- **Task to carry out**
Retype each line of the material exactly, please, skipping any picture in it.

/---

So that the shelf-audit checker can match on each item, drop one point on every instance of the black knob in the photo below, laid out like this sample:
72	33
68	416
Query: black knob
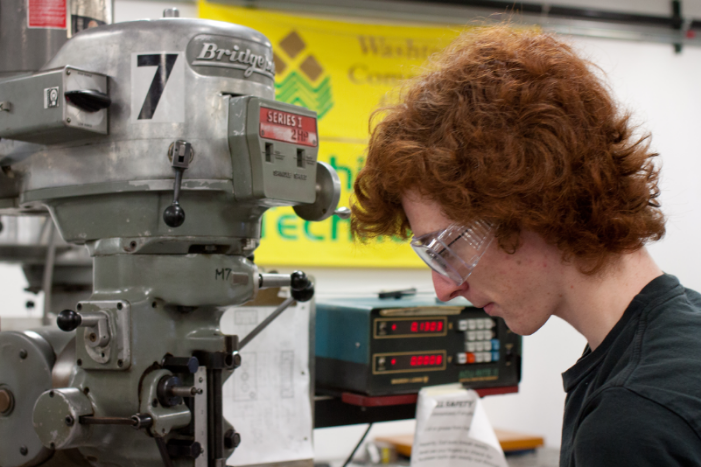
302	287
68	320
174	216
298	280
305	294
89	100
232	439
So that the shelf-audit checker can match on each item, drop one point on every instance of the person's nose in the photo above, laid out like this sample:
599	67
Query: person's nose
445	288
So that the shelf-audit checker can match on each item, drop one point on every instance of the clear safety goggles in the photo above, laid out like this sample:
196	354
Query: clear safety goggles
454	251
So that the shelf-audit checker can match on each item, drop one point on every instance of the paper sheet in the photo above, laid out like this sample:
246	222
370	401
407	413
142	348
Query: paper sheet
267	397
452	430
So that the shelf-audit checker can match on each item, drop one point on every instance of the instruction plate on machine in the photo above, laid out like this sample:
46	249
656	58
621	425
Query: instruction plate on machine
267	398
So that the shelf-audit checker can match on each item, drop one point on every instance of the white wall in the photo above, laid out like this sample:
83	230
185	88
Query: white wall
661	88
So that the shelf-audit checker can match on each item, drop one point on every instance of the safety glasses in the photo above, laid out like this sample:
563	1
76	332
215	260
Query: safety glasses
454	251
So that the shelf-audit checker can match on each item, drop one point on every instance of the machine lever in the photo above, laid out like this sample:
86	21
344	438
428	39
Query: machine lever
180	154
88	100
137	421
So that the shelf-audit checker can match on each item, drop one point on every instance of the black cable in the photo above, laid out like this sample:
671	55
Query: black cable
357	445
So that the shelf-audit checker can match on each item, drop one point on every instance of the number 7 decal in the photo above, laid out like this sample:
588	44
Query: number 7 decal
165	64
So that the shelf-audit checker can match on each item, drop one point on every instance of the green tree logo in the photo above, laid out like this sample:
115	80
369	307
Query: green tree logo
300	78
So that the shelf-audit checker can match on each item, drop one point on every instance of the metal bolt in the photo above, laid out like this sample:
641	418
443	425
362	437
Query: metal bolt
5	400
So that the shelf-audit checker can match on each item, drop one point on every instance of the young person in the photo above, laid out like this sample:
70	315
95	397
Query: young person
528	193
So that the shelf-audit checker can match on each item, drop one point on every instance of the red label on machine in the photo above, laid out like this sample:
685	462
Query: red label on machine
47	14
288	127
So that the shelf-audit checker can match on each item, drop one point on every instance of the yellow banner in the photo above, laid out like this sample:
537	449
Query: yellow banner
343	71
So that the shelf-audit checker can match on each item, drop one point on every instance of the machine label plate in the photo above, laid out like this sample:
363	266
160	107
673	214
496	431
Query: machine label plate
288	127
46	14
231	57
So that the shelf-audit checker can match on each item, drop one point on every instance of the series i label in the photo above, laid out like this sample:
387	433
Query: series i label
288	127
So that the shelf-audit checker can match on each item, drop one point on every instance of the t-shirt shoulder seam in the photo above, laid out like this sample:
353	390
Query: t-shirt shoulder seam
651	400
639	339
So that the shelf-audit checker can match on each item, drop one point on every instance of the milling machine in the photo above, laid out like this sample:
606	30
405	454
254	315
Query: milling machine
158	145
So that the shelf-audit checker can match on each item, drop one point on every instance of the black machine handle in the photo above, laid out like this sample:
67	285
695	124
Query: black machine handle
180	154
68	320
89	100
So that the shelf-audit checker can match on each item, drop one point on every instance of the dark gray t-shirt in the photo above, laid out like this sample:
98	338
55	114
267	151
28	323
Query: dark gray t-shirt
636	399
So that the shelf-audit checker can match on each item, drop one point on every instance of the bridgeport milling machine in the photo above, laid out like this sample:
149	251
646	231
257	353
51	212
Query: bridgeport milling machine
158	145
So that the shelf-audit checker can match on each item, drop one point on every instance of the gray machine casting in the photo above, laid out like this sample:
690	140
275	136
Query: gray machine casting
158	145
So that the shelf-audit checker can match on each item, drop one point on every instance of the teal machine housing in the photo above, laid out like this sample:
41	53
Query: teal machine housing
382	347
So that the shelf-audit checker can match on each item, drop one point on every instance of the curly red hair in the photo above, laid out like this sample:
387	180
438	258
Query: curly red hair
511	126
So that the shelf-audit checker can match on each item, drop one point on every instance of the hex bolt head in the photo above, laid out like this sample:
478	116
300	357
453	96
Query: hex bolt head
6	401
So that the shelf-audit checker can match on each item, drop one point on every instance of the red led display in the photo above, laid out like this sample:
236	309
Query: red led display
417	361
406	327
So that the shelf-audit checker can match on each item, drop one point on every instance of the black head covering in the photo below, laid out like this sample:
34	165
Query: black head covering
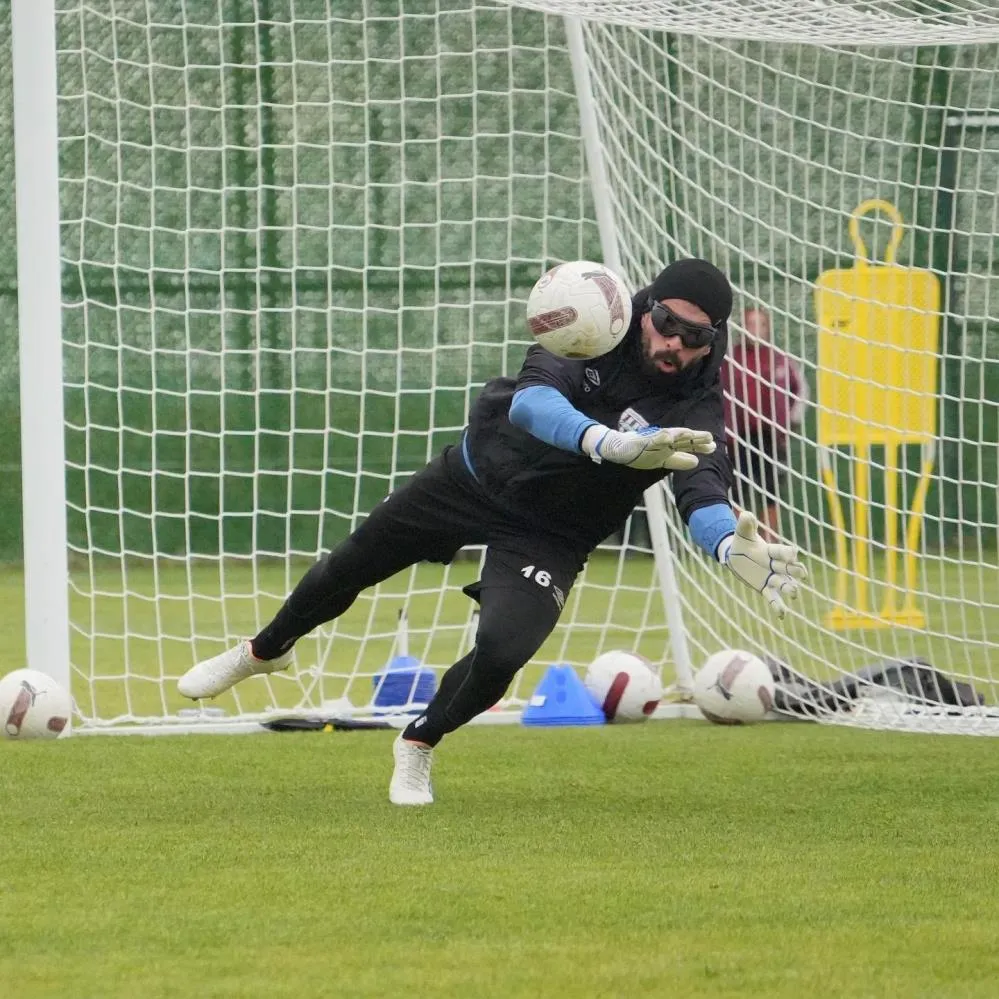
696	281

\---

- **The answer**
So that the shelf-audit checker can match on each item, drop one point on every instance of the black knob in the photo below, laid out like this sample:
72	33
68	416
Query: black knob
302	287
68	320
174	216
298	280
305	294
89	100
232	439
So that the shelf-audit checker can match on each item, drop one point on every instance of the person's nose in the photo above, laid out like this sample:
599	67
Query: person's nose
445	288
So that the shelf-audit checker can match on each item, drop one point on every instance of the clear safety goggles in the photo above, laid out like this sample:
196	354
Query: clear safety goggles
454	251
So that the shelf-audit checker can match on each item, drop one point on every instance of the paper sheet in the photo above, laid out like this sample:
246	222
370	401
407	413
142	348
Query: paper sheet
267	397
452	430
So that the shelf-audit checker can match on each item, drop one point on every instance of the instruction plate on machine in the photo above, laid out like this sample:
46	249
656	58
621	425
Query: instruction plate on machine
267	398
So that the shelf-audit checker can match on each item, drop one point on every instance of the white wall in the photo above, laid out like this sample:
83	230
185	88
Query: white wall
661	88
So that the shelf-audit checker can match on each item, drop one point on every instance of the safety glasses in the photo above, laid out like this sample:
563	1
76	332
215	260
Query: safety glasses
454	251
So that the shelf-audit checker can match on each item, drop one point on every instance of the machine lever in the photo above, laid out like this sample:
86	21
344	438
428	39
Query: machine lever
180	154
88	100
137	421
So that the shelf-audit checker can match on each item, drop one point on every instance of the black cable in the photo above, laid out like this sample:
671	55
Query: black cable
357	445
So that the shelf-audit checker can match on each item, drop one point on every instance of the number 7 decal in the photo above, laid out like this sample:
588	44
Query: number 7 decal
165	64
So that the shelf-audit checker can match on each item, drop one point on every instance of the green tree logo in the photo above, laid out like this sample:
115	80
369	307
Query: green tree logo
300	78
So that the shelf-audit checker can match on each item, drop one point on every instance of the metal bolt in the photo above, laid out like this sample:
641	418
443	425
362	437
Query: metal bolt
5	400
So that the shelf-audit checker can match on each item, drop one point on every instance of the young person in the photo above, laid out like this sample:
70	315
95	397
Query: young person
528	193
So that the shelf-audit checker can match on each item, drop one point on every instance of the red label on machine in the photo above, laid out like this sample:
685	462
Query: red label on machine
47	14
288	127
So that the shelf-audit checker can match on each item, drop one point on every instance of the yellow banner in the photo above, laid out like this sample:
537	449
Query: yellow banner
343	71
So that the shelf-audit checker can match on each item, drop one point on every instance of the machine label plate in the photo above, laid out like this sample:
363	266
160	107
673	214
496	431
Query: machine label plate
288	127
46	14
231	57
So that the shelf-audit checker can match on each item, drop one point on every instance of the series i label in the photo above, laid out like this sample:
387	433
Query: series i label
288	127
So that the shelf-audit checker can match on each item, drop one point on every instance of the t-shirt shoulder seam in the photo above, laid out like this sample:
353	390
Query: t-shirt shoulder seam
651	400
639	339
So that the shelf-audit checker can match on each item, drop one point on every instance of the milling machine in the photo above, laid out like this sample:
606	30
405	454
254	315
Query: milling machine
158	145
So that the shelf-audit checker can match on each item, drop one point on every instance of the black machine handle in the photo above, laid out like this sample:
67	285
695	124
Query: black machine handle
180	154
68	320
89	100
So that the shelf-audit checker can match on each item, drop one point on every instance of the dark gray t-shirt in the photo above, laid out like this sample:
98	338
55	114
267	151
28	323
Query: dark gray t-shirt
636	399
So that the shelf-audit checker can match on each item, drop one point on every instance of the bridgeport milling machine in the photo above, laid out like this sample:
149	251
646	231
257	353
51	212
Query: bridgeport milling machine
158	145
So that the shelf-audit checker can match on each item, drop one point on every instance of the gray machine casting in the photo above, laid out like this sample:
690	140
275	136
Query: gray machine casting
158	145
So that the shelf-audit checker can match on each item, drop one point on every instance of the teal machine housing in the photo above, laid out like this sample:
41	53
Query: teal machine housing
382	347
So that the shelf-audit checker can match on each item, drop one point on every instance of the curly red hair in the photo above, laid out like this sample:
387	180
438	258
Query: curly red hair
511	126
So that the shelf-audit checker can match on each item, drop one point on every instance of the hex bolt head in the photo above, laid out like this sample:
478	116
300	357
453	96
Query: hex bolt head
6	401
So that the shelf-audit checker can match on each item, drop one point on every instance of the red led display in the photo above, laid out like this sample:
236	309
Query: red led display
417	361
406	327
So that the shelf-audit checker can match on each item, drop one point on every instance of the black head covering in the photo below, laid out like this sample:
34	165
Query: black head covering
696	281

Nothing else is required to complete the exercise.